(Stored data entries)
===============

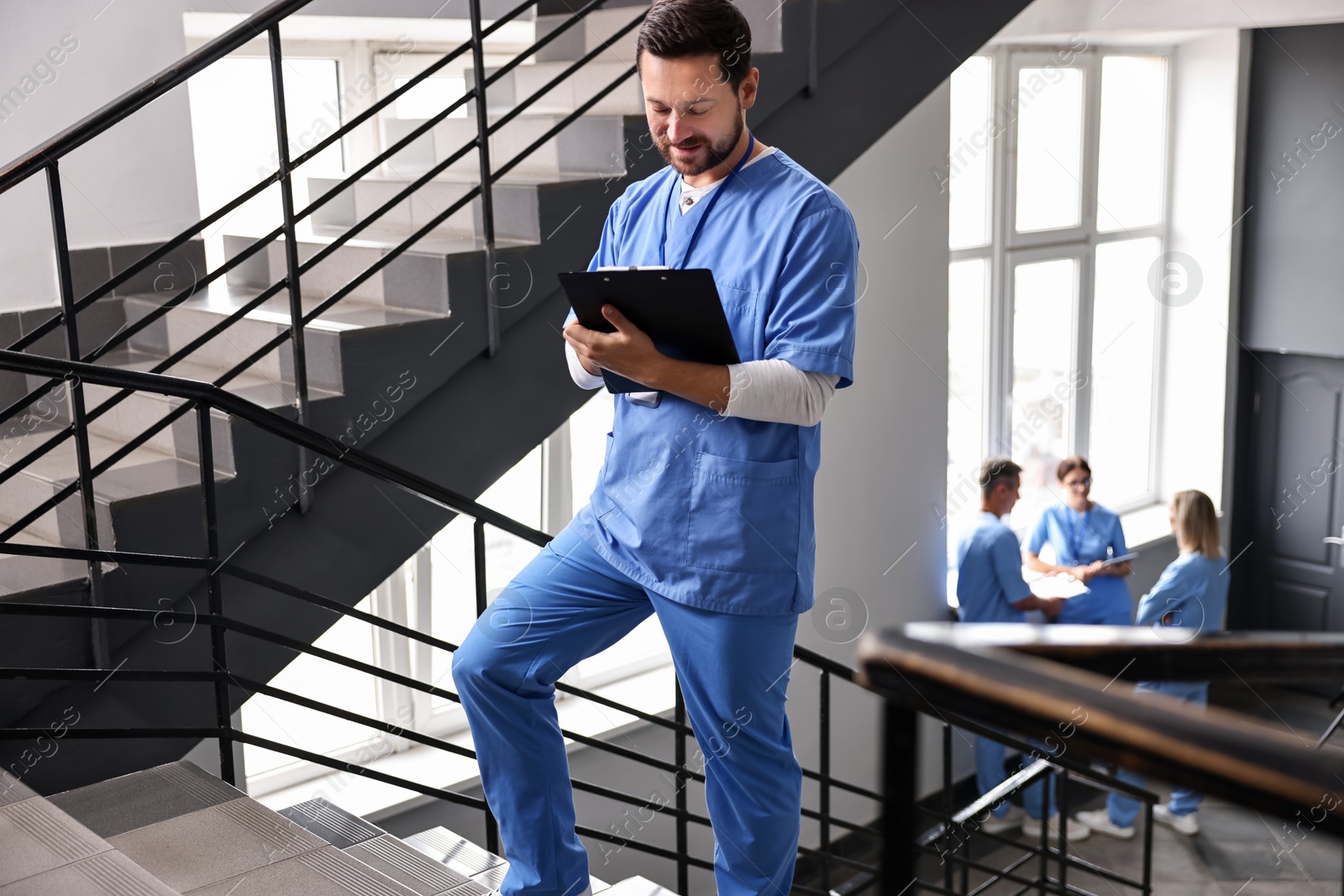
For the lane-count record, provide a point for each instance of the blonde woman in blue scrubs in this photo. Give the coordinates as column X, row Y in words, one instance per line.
column 1084, row 535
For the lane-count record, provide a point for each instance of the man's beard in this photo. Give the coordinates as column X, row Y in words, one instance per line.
column 717, row 155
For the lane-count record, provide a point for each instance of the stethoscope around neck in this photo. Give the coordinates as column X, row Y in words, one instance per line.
column 696, row 233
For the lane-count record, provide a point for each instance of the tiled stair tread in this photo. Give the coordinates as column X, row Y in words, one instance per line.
column 118, row 805
column 38, row 837
column 407, row 867
column 346, row 315
column 208, row 846
column 331, row 822
column 108, row 873
column 454, row 851
column 320, row 872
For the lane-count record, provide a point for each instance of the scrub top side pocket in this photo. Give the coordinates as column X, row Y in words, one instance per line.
column 743, row 515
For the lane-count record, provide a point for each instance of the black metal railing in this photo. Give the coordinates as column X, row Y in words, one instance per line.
column 1032, row 680
column 46, row 160
column 225, row 678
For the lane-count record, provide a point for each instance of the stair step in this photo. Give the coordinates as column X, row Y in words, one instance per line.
column 459, row 853
column 514, row 206
column 591, row 145
column 584, row 36
column 145, row 470
column 319, row 872
column 568, row 96
column 331, row 822
column 39, row 837
column 120, row 805
column 414, row 280
column 108, row 873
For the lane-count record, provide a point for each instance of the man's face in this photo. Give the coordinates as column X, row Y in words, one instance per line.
column 696, row 116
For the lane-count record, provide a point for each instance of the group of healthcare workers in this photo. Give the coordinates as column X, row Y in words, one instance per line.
column 1088, row 544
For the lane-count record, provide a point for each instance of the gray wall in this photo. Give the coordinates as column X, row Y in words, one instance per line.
column 134, row 183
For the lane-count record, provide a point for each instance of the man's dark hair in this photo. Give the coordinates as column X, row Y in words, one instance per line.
column 995, row 470
column 678, row 29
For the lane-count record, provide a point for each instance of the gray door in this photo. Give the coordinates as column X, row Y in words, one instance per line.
column 1299, row 500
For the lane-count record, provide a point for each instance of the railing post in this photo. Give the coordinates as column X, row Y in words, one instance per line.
column 683, row 868
column 210, row 512
column 824, row 775
column 483, row 145
column 492, row 829
column 949, row 802
column 898, row 813
column 1062, row 802
column 97, row 627
column 286, row 201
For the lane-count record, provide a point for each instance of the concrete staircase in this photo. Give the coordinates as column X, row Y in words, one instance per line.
column 178, row 831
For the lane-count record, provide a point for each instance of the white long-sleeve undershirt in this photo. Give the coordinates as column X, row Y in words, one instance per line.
column 770, row 390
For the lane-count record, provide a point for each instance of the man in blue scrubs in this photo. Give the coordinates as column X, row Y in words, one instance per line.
column 703, row 512
column 991, row 589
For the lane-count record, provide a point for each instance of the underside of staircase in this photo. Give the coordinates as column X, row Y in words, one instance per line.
column 398, row 369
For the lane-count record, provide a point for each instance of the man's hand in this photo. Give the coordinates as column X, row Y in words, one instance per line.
column 628, row 351
column 631, row 354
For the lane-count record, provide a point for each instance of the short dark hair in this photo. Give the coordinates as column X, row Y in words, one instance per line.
column 678, row 29
column 1070, row 464
column 995, row 470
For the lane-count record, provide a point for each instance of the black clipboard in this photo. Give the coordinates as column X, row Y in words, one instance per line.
column 679, row 309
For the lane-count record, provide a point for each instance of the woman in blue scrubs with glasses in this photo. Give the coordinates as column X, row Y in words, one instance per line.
column 1084, row 537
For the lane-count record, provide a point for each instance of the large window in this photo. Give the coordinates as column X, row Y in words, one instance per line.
column 1057, row 177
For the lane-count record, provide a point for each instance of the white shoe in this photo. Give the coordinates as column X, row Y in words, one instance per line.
column 1187, row 825
column 1074, row 832
column 1099, row 820
column 987, row 822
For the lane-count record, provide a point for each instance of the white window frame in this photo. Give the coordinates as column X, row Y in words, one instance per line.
column 1007, row 248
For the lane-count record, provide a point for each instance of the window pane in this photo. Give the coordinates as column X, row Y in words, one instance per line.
column 967, row 286
column 1124, row 328
column 429, row 97
column 1043, row 379
column 320, row 680
column 969, row 154
column 1050, row 148
column 1133, row 137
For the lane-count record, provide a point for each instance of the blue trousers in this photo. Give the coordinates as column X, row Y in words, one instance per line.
column 990, row 774
column 569, row 604
column 1122, row 810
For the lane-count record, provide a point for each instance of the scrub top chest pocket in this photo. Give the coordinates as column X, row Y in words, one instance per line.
column 743, row 515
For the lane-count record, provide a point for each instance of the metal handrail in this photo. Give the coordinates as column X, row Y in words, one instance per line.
column 1032, row 679
column 205, row 398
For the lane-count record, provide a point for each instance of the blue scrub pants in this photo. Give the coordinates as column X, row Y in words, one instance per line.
column 1124, row 810
column 569, row 604
column 990, row 774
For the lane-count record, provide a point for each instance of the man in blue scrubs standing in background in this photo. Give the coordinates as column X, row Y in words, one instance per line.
column 703, row 512
column 991, row 589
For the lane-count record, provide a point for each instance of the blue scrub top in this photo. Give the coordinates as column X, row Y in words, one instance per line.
column 1193, row 590
column 990, row 573
column 1079, row 539
column 709, row 511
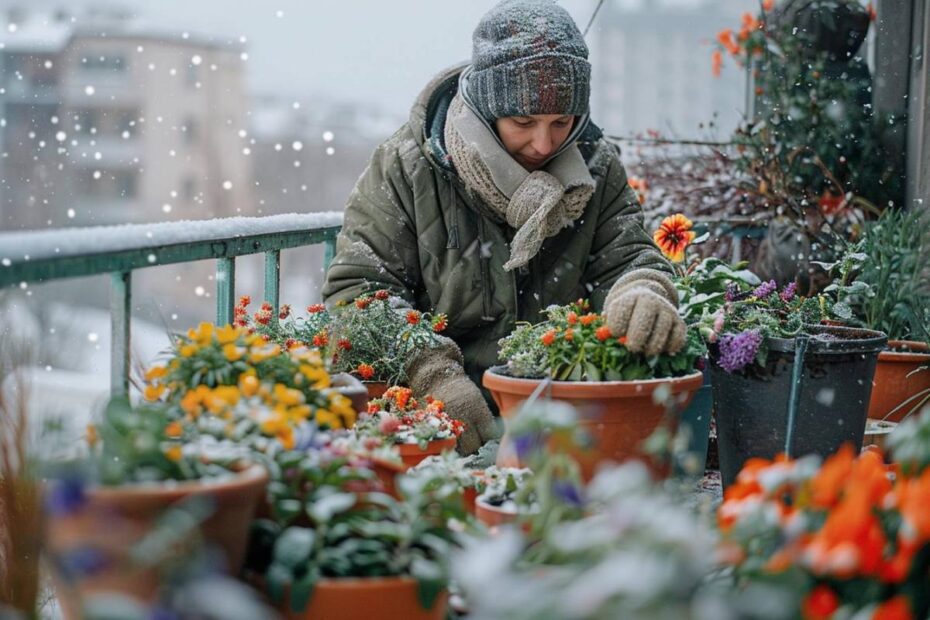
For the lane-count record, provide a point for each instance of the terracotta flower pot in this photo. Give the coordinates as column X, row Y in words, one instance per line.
column 494, row 516
column 99, row 535
column 364, row 599
column 376, row 389
column 618, row 415
column 899, row 376
column 412, row 454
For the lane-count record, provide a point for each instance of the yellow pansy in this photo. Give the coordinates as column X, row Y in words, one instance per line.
column 155, row 372
column 153, row 391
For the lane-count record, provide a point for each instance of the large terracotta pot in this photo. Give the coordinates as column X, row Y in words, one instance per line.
column 903, row 371
column 412, row 454
column 388, row 598
column 112, row 520
column 618, row 415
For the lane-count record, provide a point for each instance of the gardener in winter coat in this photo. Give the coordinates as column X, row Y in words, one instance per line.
column 497, row 199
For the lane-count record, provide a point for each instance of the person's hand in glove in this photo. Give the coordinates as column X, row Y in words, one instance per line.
column 643, row 306
column 440, row 373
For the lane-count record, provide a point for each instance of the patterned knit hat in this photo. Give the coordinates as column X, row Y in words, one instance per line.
column 528, row 58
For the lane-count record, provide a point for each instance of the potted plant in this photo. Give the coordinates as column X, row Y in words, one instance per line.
column 851, row 540
column 894, row 297
column 416, row 429
column 357, row 554
column 370, row 338
column 583, row 363
column 142, row 465
column 781, row 381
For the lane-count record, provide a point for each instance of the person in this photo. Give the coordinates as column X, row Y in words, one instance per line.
column 498, row 198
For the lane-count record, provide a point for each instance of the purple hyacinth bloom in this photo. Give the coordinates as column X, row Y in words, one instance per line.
column 765, row 289
column 738, row 350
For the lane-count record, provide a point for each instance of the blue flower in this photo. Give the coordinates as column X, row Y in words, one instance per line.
column 738, row 350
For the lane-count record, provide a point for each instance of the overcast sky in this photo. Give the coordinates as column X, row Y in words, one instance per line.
column 385, row 50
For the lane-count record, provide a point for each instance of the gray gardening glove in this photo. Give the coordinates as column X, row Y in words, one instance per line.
column 439, row 372
column 643, row 306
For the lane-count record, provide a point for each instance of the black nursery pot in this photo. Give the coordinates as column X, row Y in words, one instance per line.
column 751, row 406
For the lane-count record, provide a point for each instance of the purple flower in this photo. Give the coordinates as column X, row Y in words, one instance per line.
column 765, row 289
column 64, row 497
column 738, row 350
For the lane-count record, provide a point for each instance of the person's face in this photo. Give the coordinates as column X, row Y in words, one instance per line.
column 532, row 139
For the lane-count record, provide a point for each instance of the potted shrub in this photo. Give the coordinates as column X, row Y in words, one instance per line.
column 358, row 555
column 781, row 381
column 416, row 429
column 584, row 364
column 142, row 469
column 850, row 540
column 892, row 264
column 370, row 338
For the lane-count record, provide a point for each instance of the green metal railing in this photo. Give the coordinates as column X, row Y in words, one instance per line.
column 41, row 256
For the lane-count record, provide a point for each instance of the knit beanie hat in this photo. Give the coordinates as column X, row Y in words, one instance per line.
column 528, row 58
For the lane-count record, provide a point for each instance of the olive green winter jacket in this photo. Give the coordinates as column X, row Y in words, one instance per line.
column 413, row 228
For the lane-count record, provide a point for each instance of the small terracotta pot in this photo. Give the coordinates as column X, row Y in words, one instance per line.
column 376, row 389
column 412, row 454
column 363, row 599
column 618, row 415
column 494, row 516
column 899, row 376
column 114, row 519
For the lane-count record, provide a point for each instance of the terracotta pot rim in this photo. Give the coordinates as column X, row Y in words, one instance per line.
column 247, row 476
column 495, row 380
column 920, row 352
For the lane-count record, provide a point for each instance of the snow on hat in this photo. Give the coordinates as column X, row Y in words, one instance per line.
column 528, row 58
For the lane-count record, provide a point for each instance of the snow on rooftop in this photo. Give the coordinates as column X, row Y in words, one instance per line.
column 36, row 245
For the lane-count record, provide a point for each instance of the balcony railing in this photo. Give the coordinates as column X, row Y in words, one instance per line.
column 36, row 257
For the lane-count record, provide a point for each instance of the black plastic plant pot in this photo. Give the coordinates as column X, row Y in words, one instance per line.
column 753, row 406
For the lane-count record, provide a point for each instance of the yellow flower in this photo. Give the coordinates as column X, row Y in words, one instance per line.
column 174, row 453
column 232, row 352
column 227, row 334
column 153, row 391
column 155, row 372
column 248, row 385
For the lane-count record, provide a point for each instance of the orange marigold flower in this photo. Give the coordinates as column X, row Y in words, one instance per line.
column 897, row 608
column 674, row 236
column 820, row 604
column 365, row 371
column 725, row 37
column 588, row 319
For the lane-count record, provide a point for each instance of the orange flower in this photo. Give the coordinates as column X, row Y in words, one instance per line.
column 365, row 371
column 725, row 37
column 820, row 604
column 896, row 608
column 674, row 236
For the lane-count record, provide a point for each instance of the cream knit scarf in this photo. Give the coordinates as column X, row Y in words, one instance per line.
column 538, row 204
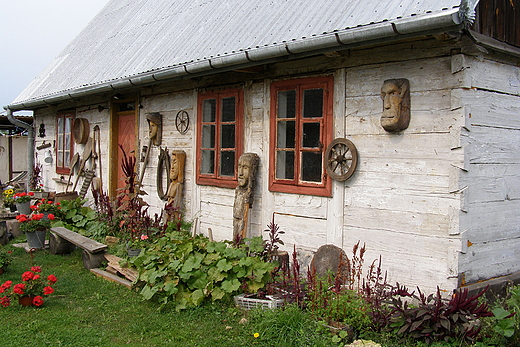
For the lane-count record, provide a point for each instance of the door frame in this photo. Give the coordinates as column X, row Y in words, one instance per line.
column 113, row 139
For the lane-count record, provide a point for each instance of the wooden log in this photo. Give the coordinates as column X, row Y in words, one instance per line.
column 92, row 260
column 58, row 245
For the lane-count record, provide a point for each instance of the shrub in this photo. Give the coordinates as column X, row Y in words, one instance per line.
column 185, row 270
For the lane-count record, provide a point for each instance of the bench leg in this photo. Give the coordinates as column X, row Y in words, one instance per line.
column 58, row 245
column 92, row 260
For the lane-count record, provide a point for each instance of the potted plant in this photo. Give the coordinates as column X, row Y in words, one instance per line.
column 5, row 259
column 8, row 195
column 47, row 207
column 35, row 227
column 23, row 202
column 31, row 291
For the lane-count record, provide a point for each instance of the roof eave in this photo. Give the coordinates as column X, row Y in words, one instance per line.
column 433, row 23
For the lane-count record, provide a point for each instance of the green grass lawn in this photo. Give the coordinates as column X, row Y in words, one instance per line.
column 89, row 311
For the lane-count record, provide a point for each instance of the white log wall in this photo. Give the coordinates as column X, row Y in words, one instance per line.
column 437, row 200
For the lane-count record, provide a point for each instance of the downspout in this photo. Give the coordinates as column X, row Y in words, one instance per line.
column 30, row 143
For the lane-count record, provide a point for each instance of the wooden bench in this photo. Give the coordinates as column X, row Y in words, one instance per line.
column 63, row 241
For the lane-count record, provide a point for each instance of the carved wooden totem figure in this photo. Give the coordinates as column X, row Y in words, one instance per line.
column 247, row 167
column 155, row 127
column 174, row 193
column 395, row 94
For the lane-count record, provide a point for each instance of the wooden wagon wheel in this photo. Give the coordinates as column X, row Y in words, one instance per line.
column 164, row 163
column 182, row 121
column 342, row 158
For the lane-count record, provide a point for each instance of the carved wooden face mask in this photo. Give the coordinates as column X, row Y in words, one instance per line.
column 395, row 94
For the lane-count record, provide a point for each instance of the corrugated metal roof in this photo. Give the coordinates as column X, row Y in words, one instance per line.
column 134, row 37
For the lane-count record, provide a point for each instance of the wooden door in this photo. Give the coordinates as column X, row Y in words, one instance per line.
column 124, row 117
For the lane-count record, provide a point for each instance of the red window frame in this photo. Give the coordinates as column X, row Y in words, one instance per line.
column 215, row 178
column 64, row 136
column 296, row 184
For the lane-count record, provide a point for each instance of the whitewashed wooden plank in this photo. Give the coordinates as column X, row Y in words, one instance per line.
column 489, row 145
column 492, row 109
column 415, row 260
column 491, row 259
column 493, row 75
column 362, row 81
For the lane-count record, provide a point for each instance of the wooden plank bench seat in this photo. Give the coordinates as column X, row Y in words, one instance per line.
column 63, row 240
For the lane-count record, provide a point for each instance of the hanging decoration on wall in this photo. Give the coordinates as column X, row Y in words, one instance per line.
column 341, row 159
column 41, row 131
column 182, row 121
column 163, row 166
column 81, row 129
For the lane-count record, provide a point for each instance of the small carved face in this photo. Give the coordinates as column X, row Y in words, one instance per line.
column 174, row 168
column 153, row 129
column 396, row 100
column 244, row 171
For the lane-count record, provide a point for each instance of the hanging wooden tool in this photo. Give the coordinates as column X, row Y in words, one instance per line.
column 97, row 183
column 87, row 152
column 72, row 165
column 145, row 162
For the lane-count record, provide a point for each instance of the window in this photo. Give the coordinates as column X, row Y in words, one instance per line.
column 301, row 124
column 219, row 143
column 64, row 145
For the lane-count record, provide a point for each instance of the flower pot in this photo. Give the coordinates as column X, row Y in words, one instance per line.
column 24, row 207
column 26, row 301
column 36, row 239
column 249, row 303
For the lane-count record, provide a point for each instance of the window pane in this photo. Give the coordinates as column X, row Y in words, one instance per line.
column 126, row 106
column 287, row 104
column 227, row 163
column 209, row 107
column 285, row 165
column 227, row 136
column 208, row 162
column 285, row 137
column 311, row 135
column 311, row 166
column 68, row 125
column 59, row 157
column 312, row 103
column 228, row 109
column 208, row 136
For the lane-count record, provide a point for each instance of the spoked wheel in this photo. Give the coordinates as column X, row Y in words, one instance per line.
column 341, row 159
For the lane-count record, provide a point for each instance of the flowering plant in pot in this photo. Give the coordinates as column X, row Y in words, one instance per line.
column 5, row 258
column 47, row 206
column 20, row 198
column 35, row 221
column 30, row 291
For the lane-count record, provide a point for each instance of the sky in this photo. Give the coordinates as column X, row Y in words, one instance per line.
column 32, row 33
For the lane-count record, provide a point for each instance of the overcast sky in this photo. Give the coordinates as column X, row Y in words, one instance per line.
column 32, row 33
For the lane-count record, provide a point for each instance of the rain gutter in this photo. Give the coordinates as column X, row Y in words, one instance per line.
column 30, row 143
column 446, row 20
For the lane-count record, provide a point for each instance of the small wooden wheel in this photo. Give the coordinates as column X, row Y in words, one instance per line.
column 182, row 121
column 342, row 158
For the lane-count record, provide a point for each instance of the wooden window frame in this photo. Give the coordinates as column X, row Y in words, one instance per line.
column 64, row 170
column 215, row 179
column 297, row 185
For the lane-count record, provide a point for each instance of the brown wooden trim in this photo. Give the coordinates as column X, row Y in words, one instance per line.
column 295, row 186
column 214, row 179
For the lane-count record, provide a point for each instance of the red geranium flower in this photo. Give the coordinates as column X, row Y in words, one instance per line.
column 19, row 288
column 27, row 275
column 38, row 301
column 52, row 279
column 5, row 301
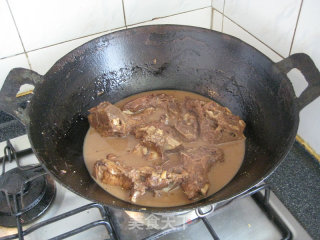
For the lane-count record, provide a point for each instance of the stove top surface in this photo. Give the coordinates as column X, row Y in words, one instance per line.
column 240, row 219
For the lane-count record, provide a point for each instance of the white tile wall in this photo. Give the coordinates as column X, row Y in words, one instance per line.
column 217, row 21
column 9, row 41
column 198, row 18
column 51, row 28
column 11, row 62
column 43, row 59
column 271, row 21
column 307, row 40
column 43, row 23
column 145, row 10
column 218, row 5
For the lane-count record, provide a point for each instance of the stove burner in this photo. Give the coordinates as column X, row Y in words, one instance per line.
column 25, row 193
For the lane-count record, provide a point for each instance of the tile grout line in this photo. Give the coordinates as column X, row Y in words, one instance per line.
column 114, row 29
column 13, row 55
column 224, row 4
column 51, row 45
column 255, row 37
column 15, row 24
column 211, row 18
column 156, row 18
column 124, row 14
column 295, row 28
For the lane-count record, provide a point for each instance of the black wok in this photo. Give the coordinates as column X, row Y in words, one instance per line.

===============

# THE TASK
From the line containing "the tile grout" through the last line of the records, output each line exactly and nothing more.

# REPLY
For the lane-count record, provide a point for each instance of the tile grout line in this photo. Give the coordinates as column X, row Y in words, one instance per line.
column 114, row 29
column 13, row 55
column 224, row 4
column 51, row 45
column 255, row 37
column 15, row 24
column 211, row 18
column 156, row 18
column 124, row 14
column 295, row 28
For the lane-count record, provide a point for each instance of the black wok in this photo. Give the coordinates as column X, row Y in words, one instance per line.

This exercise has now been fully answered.